Passage provided >>
—————

Partially available/unavailable data in requested range

Message ID 53593996.2020806@redhat.com
State Not applicable
Headers

Commit Message

Pedro Alves April 24, 2014, 4:19 p.m. UTC
  On 04/20/2014 01:48 PM, Yao Qi wrote:

> (gdb) p s
> $1 = {a = 0, b = <unavailable>, s1 = {s3 = {g = 0, h = <unavailable>}, d = 0}, s2 = {e = <unavailable>, f = 0}}
> 
> I don't add a test case for it because mi-available-children-only.exp
> will cover it.

It'd be best if unavailable.cc/unavailable.exp covers this scenario
as well.  It's meant to be complete in this sort of partial
collection stuff.  Could you do that, please ?

> +      /* There should be at least one block within desired range, and
> +	 range [OFFSET, MIN_ADDR_AVAILABLE) is unavailable.  Tell
> +	 caller about it and caller will request memory from
> +	 MIN_ADDR_AVAILABLE.  */
> +      if (offset < min_addr_available)
> +	{
> +	  *xfered_len = min_addr_available - offset;
> +	  return TARGET_XFER_UNAVAILABLE;
> +	}

I find the comment above confusing and hard to grok.  :-/

- "There should be" sounds like an assertion, which this is not.

- Comments that assume the condition is true are better place
_within_ the then block.  Comments that appear before
the condition usually are more naturally of the 

/* if $human-understandable-version-of-the-condition then
   do something.  */

form.

- A few "the"'s are missing.

So I think this would be much clearer:

      if (offset < min_addr_available)
	{
	  /* There's at least one block containing the desired range
	     but the range [OFFSET, MIN_ADDR_AVAILABLE) is
	     unavailable.  Return that and GDB will re-request memory
	     starting at MIN_ADDR_AVAILABLE.  */
	  *xfered_len = min_addr_available - offset;
	  return TARGET_XFER_UNAVAILABLE;
	}


But, looking deeper, I don't think the patch is correct, actually.

Even if the range [OFFSET, MIN_ADDR_AVAILABLE) is
not unavailable in the context of traceframes, that
range might fall within a read-only section, so we should
still try falling back to reading from the executable file.

So it seems to me what we need to do is trim LEN up to
the first available address.  Then if reading from the
executable still yields nothing, the 

      else
	{
	  /* No use trying further, we know some memory starting
	     at MEMADDR isn't available.  */
	  *xfered_len = len;
	  return TARGET_XFER_UNAVAILABLE;
	}

part returns the corrected LEN.  That is, I think the below
would be both simpler, and more correct.  (I also think
first_addr_available is clearer than min_addr_available").

—————

Rows from a dataset:
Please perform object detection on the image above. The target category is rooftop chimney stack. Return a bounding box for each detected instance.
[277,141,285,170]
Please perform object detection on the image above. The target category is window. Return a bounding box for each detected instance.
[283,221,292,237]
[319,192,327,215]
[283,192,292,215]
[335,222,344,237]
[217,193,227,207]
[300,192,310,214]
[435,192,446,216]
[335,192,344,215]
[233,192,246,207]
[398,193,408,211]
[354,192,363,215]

—————

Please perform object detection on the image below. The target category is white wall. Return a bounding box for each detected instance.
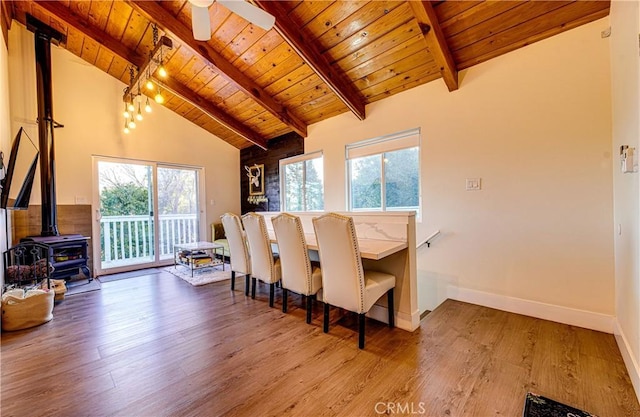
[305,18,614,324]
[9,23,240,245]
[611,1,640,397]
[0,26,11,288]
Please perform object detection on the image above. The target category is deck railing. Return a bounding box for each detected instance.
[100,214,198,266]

—————

Required task 1 >> Duplicate the listing from the line with "category is window." to the line with "[354,192,363,215]", including both of those lines.
Required task 2 >> Please pick up the patch review about unavailable trace data and carry it on past its last sentence.
The listing bears no relation to the patch review.

Final answer 1 >>
Please perform object detection on the image above. The target category is window. Return a bounding box for each detected instance.
[283,221,292,237]
[319,192,327,215]
[283,192,292,215]
[335,222,344,237]
[217,193,227,207]
[300,192,310,214]
[435,192,446,216]
[335,192,344,215]
[233,192,246,207]
[398,193,408,211]
[354,192,363,215]

Final answer 2 >>
Completely untested, but should give you the idea.

--------------
  

Comments

Yao Qi April 25, 2014, 8:48 a.m. UTC | #1
On 04/25/2014 12:19 AM, Pedro Alves wrote:
> It'd be best if unavailable.cc/unavailable.exp covers this scenario
> as well.  It's meant to be complete in this sort of partial
> collection stuff.  Could you do that, please ?
> 

Sure.  I didn't add a test case for it because
mi-available-children-only.exp can cover it, but looks the review to
"available-children-only" series is slow-moving.  I'll add test to
unavailable.exp.

unavailable.exp test is only for live target, while the bug this patch
tries to fix is about trace file targets.  I'll factor
unavailable.exp out for tfile and ctf targets first.

>> > +      /* There should be at least one block within desired range, and
>> > +	 range [OFFSET, MIN_ADDR_AVAILABLE) is unavailable.  Tell
>> > +	 caller about it and caller will request memory from
>> > +	 MIN_ADDR_AVAILABLE.  */
>> > +      if (offset < min_addr_available)
>> > +	{
>> > +	  *xfered_len = min_addr_available - offset;
>> > +	  return TARGET_XFER_UNAVAILABLE;
>> > +	}
> I find the comment above confusing and hard to grok.  :-/
> 
> - "There should be" sounds like an assertion, which this is not.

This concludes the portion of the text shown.